__Objective 1__
Print the passage below on comparing list implementations word for word, with nothing left out.

__Article__
--------------------------------------------------

Now that you have seen two substantially different implementations for lists, it is natural to ask which is
better. In particular, if you must implement a list for some task, which implementation should you choose?

Space Comparison

Given a collection of elements to store, they take up some amount of space whether they are simple
integers or large objects with many fields. Any container data structure like a list then requires some
additional space to organize the elements being stored. This additional space is called overhead.

Array-based lists have the disadvantage that their size must be predetermined before the array can be
allocated. Array-based lists cannot grow beyond their predetermined size. Whenever the list contains only
a few elements, a substantial amount of space might be tied up in a largely empty array. This empty space
is the overhead required by the array-based list.

Linked lists have the advantage that they only need space for the objects actually on the list. There is no
limit to the number of elements on a linked list, as long as there is free store memory available. The
amount of space required by a linked list is Θ(n), while the space required by the array-based list
implementation is Ω(n), but can be greater.

Array-based lists have the advantage that there is no wasted space for an individual element. Linked lists
require that an extra pointer for the next field be added to every list node. So the linked list has
these next pointers as overhead. If the element size is small, then the overhead for links can be a
significant fraction of the total storage. When the array for the array-based list is completely filled, there
is no wasted space, and so no overhead. The array-based list will then be more space efficient, by a
constant factor, than the linked implementation.

--------------------------------------------------

__Objective 2__
From the rows below, list every line that contains the string "locate".

--------------------------------------------------

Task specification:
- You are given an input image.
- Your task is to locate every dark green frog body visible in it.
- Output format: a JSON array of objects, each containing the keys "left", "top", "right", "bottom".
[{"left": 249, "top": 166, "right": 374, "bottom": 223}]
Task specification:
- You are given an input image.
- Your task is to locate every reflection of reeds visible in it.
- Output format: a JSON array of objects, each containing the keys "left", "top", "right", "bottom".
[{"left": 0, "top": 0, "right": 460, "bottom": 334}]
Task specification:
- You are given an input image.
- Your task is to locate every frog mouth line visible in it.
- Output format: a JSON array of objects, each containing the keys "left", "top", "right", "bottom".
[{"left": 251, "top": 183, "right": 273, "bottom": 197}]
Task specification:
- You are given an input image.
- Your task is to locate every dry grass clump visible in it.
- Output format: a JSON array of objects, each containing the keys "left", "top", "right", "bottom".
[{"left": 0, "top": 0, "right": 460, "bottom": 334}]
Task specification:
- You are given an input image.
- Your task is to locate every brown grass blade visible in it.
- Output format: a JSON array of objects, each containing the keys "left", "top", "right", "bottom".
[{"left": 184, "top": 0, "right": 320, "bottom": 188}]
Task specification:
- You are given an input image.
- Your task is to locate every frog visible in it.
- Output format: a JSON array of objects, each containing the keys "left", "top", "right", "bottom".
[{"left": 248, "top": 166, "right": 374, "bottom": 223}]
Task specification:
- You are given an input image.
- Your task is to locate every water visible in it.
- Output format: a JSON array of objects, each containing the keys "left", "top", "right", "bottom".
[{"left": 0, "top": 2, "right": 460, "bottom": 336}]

--------------------------------------------------

__Complete response 1__
Now that you have seen two substantially different implementations for lists, it is natural to ask which is
better. In particular, if you must implement a list for some task, which implementation should you choose?

Space Comparison

Given a collection of elements to store, they take up some amount of space whether they are simple
integers or large objects with many fields. Any container data structure like a list then requires some
additional space to organize the elements being stored. This additional space is called overhead.

Array-based lists have the disadvantage that their size must be predetermined before the array can be
allocated. Array-based lists cannot grow beyond their predetermined size. Whenever the list contains only
a few elements, a substantial amount of space might be tied up in a largely empty array. This empty space
is the overhead required by the array-based list.

Linked lists have the advantage that they only need space for the objects actually on the list. There is no
limit to the number of elements on a linked list, as long as there is free store memory available. The
amount of space required by a linked list is Θ(n), while the space required by the array-based list
implementation is Ω(n), but can be greater.

Array-based lists have the advantage that there is no wasted space for an individual element. Linked lists
require that an extra pointer for the next field be added to every list node. So the linked list has
these next pointers as overhead. If the element size is small, then the overhead for links can be a
significant fraction of the total storage. When the array for the array-based list is completely filled, there
is no wasted space, and so no overhead. The array-based list will then be more space efficient, by a
constant factor, than the linked implementation.

__Complete response 2__
- Your task is to locate every dark green frog body visible in it.
- Your task is to locate every reflection of reeds visible in it.
- Your task is to locate every frog mouth line visible in it.
- Your task is to locate every dry grass clump visible in it.
- Your task is to locate every brown grass blade visible in it.
- Your task is to locate every frog visible in it.
- Your task is to locate every water visible in it.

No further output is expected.